## Enunciado
Convierte en una lista numerada, sin líneas en blanco, solo las líneas de los ítems de más abajo que van desde la que contiene "of green embroidered" hasta la que contiene "[[191, 222, 271, 264]]", ambas incluidas.

■ ■ ■

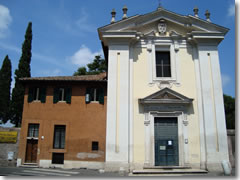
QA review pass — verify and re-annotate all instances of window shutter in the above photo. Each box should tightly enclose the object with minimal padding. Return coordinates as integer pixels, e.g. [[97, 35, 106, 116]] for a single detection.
[[53, 88, 59, 104], [28, 88, 34, 103], [85, 88, 91, 104], [98, 88, 104, 104], [65, 88, 72, 104], [40, 87, 46, 103]]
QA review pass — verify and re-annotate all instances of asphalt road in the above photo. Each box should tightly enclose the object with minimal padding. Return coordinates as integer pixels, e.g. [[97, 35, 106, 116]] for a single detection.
[[0, 167, 128, 177], [0, 167, 235, 178]]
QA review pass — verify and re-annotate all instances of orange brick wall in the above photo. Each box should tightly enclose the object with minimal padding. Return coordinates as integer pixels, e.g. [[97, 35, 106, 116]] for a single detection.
[[18, 82, 107, 163]]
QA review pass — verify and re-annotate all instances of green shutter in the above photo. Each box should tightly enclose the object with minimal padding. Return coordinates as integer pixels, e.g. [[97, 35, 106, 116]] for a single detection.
[[53, 88, 59, 104], [98, 88, 104, 104], [28, 88, 34, 103], [65, 88, 72, 104], [40, 87, 46, 103], [85, 88, 91, 104]]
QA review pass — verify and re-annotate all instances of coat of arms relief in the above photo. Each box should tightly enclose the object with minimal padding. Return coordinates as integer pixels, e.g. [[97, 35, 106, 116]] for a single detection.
[[158, 19, 167, 34]]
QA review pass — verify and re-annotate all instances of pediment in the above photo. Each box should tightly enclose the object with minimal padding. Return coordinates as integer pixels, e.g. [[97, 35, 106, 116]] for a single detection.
[[139, 88, 193, 104], [98, 8, 228, 36]]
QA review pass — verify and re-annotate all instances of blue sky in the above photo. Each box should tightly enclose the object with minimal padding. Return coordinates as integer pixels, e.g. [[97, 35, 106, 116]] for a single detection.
[[0, 0, 235, 96]]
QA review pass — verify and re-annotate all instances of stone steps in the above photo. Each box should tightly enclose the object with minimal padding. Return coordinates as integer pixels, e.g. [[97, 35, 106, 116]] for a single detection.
[[132, 168, 208, 175], [19, 163, 39, 168], [143, 166, 191, 169]]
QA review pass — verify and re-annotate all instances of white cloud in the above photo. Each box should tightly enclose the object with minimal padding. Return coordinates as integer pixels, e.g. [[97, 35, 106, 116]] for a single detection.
[[76, 8, 96, 32], [39, 69, 62, 76], [0, 42, 70, 68], [222, 74, 231, 87], [228, 3, 235, 16], [68, 45, 102, 66], [53, 6, 97, 37], [0, 5, 12, 38]]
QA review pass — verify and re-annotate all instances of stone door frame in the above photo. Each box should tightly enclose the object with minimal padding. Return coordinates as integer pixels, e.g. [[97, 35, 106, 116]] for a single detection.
[[144, 111, 188, 167]]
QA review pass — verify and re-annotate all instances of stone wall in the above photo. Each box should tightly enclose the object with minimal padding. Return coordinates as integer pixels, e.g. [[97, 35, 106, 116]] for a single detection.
[[0, 127, 21, 167], [227, 129, 235, 167]]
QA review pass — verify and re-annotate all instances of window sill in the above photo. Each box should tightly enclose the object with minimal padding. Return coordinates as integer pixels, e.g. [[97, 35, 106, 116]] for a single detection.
[[49, 149, 67, 153], [90, 101, 99, 104], [58, 101, 66, 103], [27, 137, 38, 140], [153, 77, 176, 81]]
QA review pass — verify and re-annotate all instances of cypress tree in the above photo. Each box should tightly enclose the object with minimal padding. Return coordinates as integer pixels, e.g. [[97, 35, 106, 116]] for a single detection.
[[11, 22, 32, 127], [0, 55, 12, 123]]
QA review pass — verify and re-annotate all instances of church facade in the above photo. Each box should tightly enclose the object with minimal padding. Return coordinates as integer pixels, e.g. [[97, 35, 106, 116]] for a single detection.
[[98, 7, 229, 171], [17, 7, 229, 172]]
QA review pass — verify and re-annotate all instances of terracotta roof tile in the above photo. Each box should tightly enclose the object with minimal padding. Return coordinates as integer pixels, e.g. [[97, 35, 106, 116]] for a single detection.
[[20, 72, 107, 81]]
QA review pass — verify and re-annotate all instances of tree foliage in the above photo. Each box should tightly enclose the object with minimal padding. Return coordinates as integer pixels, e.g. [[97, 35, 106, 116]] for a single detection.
[[223, 94, 235, 129], [11, 22, 32, 127], [0, 55, 12, 123], [73, 55, 107, 76]]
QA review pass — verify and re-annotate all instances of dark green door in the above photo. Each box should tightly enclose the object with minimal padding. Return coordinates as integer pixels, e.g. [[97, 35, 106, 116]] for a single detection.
[[154, 117, 179, 166]]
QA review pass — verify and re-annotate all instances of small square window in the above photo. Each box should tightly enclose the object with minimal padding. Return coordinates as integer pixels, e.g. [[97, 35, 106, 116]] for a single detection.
[[92, 141, 98, 151], [28, 124, 39, 137], [33, 88, 40, 101], [156, 51, 171, 77]]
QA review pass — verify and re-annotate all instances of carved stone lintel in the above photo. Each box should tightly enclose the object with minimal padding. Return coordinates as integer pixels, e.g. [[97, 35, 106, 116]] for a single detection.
[[158, 19, 167, 34], [158, 81, 172, 89]]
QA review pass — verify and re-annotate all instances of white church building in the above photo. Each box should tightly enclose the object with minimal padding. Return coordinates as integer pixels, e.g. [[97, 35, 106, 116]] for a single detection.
[[98, 4, 229, 171]]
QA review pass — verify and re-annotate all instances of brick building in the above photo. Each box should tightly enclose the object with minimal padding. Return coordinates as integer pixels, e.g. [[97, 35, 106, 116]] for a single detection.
[[17, 73, 107, 168]]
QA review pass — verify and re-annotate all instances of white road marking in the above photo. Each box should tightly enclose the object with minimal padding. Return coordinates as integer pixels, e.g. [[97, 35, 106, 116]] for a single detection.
[[32, 168, 79, 174], [23, 170, 71, 176], [10, 172, 44, 176]]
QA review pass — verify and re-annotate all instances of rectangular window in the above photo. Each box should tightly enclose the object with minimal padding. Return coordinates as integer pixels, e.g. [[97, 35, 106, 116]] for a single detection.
[[28, 87, 46, 103], [86, 88, 104, 104], [156, 51, 171, 77], [53, 125, 66, 149], [53, 87, 72, 104], [59, 88, 66, 101], [92, 141, 98, 151], [28, 124, 39, 137], [33, 88, 40, 101], [52, 153, 64, 164]]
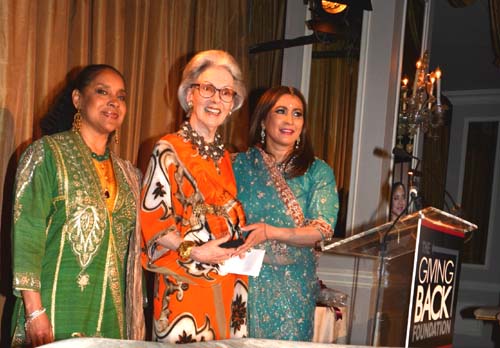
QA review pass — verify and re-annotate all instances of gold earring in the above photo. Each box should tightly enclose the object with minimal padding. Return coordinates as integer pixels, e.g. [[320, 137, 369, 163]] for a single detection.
[[73, 109, 82, 132]]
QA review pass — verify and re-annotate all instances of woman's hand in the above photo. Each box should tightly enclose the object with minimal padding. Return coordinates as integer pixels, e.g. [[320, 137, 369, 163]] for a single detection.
[[25, 313, 54, 347], [21, 290, 54, 347], [237, 222, 275, 252], [191, 235, 237, 264]]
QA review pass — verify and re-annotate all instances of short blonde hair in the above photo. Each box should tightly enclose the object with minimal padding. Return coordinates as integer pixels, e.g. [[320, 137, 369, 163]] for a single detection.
[[177, 50, 247, 112]]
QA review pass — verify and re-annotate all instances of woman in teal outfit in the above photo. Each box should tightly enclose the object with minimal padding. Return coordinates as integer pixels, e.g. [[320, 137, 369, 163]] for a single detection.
[[233, 86, 339, 341]]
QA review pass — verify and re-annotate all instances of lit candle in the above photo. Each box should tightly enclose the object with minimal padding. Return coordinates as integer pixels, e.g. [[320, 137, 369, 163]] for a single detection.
[[413, 60, 422, 96], [428, 74, 436, 110], [401, 77, 408, 111], [429, 74, 436, 96], [435, 67, 441, 105]]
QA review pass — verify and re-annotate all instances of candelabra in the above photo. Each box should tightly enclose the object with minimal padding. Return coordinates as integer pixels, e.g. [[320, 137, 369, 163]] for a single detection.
[[397, 51, 447, 153]]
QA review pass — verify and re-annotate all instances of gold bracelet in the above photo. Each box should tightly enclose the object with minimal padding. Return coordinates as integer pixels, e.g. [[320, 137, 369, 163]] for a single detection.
[[177, 240, 196, 261], [24, 307, 46, 330]]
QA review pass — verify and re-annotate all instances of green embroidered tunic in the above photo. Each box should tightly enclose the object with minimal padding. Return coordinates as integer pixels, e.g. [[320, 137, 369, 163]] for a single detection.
[[13, 131, 139, 345]]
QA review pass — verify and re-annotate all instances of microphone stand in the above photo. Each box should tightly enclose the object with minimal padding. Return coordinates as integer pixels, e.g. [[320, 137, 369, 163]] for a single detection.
[[372, 195, 418, 346], [392, 147, 461, 216]]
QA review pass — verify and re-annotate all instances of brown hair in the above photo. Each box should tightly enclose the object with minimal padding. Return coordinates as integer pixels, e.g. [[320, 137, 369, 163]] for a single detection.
[[249, 86, 314, 178]]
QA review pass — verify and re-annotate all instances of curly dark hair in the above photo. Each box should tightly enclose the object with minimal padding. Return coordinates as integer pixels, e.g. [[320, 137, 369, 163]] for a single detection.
[[249, 86, 314, 178], [40, 64, 125, 135]]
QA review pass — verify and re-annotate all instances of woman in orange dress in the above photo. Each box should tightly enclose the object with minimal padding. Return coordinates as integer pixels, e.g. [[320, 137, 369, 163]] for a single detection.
[[141, 50, 247, 343]]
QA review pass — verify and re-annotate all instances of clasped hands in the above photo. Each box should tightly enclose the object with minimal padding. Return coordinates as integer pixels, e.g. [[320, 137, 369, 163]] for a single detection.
[[191, 222, 271, 264]]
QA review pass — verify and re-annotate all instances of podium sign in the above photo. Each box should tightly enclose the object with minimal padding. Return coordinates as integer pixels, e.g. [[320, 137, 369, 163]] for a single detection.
[[405, 218, 464, 347], [323, 207, 477, 347]]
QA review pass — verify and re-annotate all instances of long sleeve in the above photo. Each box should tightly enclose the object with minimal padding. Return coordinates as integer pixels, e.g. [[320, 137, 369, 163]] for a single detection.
[[13, 140, 56, 295], [304, 160, 339, 238]]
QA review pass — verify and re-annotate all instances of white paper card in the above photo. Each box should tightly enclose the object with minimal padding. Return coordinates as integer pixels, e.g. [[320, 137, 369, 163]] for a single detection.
[[219, 249, 266, 277]]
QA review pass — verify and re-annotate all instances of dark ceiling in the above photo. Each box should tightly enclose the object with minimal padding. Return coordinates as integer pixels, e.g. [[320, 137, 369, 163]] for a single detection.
[[430, 0, 500, 91]]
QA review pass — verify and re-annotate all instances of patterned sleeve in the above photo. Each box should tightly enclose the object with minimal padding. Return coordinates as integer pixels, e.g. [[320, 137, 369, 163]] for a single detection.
[[140, 140, 180, 262], [304, 159, 339, 239], [12, 139, 57, 296]]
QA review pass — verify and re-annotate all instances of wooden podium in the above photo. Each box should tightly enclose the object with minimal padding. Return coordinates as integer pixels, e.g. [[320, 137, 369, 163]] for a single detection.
[[323, 207, 477, 347]]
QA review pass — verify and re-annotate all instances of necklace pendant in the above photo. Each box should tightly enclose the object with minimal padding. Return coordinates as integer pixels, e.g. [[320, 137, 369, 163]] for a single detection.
[[76, 273, 90, 292]]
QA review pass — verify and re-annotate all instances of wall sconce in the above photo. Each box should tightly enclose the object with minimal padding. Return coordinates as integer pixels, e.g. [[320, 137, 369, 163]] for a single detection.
[[396, 51, 448, 154]]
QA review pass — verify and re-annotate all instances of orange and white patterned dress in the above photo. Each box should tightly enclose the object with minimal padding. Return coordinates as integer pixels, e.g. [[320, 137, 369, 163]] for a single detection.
[[141, 132, 247, 343]]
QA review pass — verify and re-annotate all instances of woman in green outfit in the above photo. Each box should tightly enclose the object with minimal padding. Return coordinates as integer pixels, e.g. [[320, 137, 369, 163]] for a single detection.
[[12, 65, 144, 346]]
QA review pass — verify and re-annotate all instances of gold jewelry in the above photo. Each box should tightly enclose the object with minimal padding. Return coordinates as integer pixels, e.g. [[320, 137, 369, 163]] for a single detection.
[[24, 307, 46, 331], [179, 121, 224, 172], [177, 240, 196, 261], [73, 109, 82, 132]]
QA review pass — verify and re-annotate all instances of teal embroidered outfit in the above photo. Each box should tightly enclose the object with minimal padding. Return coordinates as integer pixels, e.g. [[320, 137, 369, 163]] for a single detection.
[[233, 148, 339, 341]]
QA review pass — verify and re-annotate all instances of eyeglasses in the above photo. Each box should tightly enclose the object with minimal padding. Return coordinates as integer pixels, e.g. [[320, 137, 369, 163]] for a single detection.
[[191, 83, 238, 103]]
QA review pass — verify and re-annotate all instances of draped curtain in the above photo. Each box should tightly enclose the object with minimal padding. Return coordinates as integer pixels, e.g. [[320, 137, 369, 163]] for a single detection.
[[0, 0, 286, 340], [490, 0, 500, 68], [308, 43, 359, 237]]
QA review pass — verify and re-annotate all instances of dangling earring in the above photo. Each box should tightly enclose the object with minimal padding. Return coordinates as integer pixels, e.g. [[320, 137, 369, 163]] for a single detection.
[[73, 109, 82, 132], [295, 138, 300, 149], [186, 101, 193, 119]]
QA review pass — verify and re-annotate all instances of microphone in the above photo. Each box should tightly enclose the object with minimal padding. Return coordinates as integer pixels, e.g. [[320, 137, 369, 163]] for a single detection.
[[392, 146, 462, 216], [392, 146, 413, 162]]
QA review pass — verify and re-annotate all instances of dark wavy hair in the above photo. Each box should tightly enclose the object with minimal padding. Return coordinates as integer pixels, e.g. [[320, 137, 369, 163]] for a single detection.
[[249, 86, 314, 178], [40, 64, 125, 135]]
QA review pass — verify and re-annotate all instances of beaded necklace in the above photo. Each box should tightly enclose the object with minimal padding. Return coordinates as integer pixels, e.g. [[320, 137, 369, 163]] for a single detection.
[[179, 121, 224, 174], [91, 147, 109, 162]]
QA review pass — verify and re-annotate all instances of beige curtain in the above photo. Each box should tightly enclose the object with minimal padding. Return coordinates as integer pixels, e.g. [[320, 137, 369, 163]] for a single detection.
[[490, 0, 500, 68], [308, 43, 359, 236], [0, 0, 286, 339]]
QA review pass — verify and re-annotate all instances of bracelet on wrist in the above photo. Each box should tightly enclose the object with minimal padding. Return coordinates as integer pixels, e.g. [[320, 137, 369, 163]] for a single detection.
[[177, 240, 196, 261], [24, 307, 46, 328]]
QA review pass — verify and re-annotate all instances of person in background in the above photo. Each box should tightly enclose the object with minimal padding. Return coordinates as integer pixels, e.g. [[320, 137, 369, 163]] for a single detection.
[[141, 50, 247, 343], [12, 64, 144, 347], [390, 181, 407, 221], [233, 86, 339, 341]]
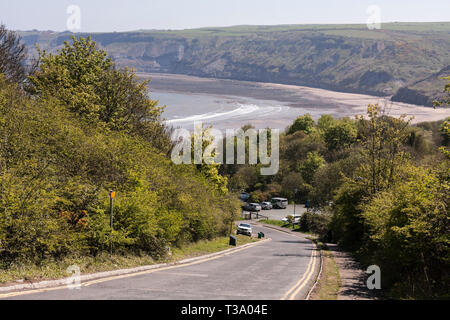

■ ■ ■

## Respuesta
1. QA review pass — verify and re-annotate all instances of green embroidered tunic in the above photo. Each box should tightly enclose the object with minimal padding. Return coordinates as integer pixels, e.g. [[320, 137, 369, 163]] for a single detection.
2. [[13, 131, 139, 345]]
3. QA review pass — verify and re-annotate all instances of microphone stand in the above photo. Each box should tightly enclose the object with minimal padding. Return coordinates as integer pixels, e.g. [[320, 137, 369, 163]] for a single detection.
4. [[372, 195, 418, 346], [392, 147, 461, 216]]
5. QA review pass — verify and re-annotate all instances of brown hair in the above photo. Each box should tightly enclose the object with minimal padding. Return coordinates as integer pixels, e.g. [[320, 137, 369, 163]] for a single detection.
6. [[249, 86, 314, 178]]
7. QA review pass — verify and re-annotate all instances of curly dark hair in the above photo. Each box should tightly enclose the object with minimal padding. Return coordinates as integer pixels, e.g. [[320, 137, 369, 163]] for a single detection.
8. [[249, 86, 314, 178], [40, 64, 125, 135]]
9. QA review pass — verify and re-annotate all instances of woman in orange dress in the above photo. Each box should tightly enclose the object with minimal padding. Return coordinates as integer pixels, e.g. [[320, 137, 369, 163]] for a single detection.
10. [[141, 50, 247, 343]]
11. QA review pass — verify and re-annotate all instances of clasped hands in the above photo. Each box should tightly enclose the object with minimal padding. Return coordinates as integer pixels, e.g. [[320, 137, 369, 163]] for a single detection.
12. [[191, 222, 271, 264]]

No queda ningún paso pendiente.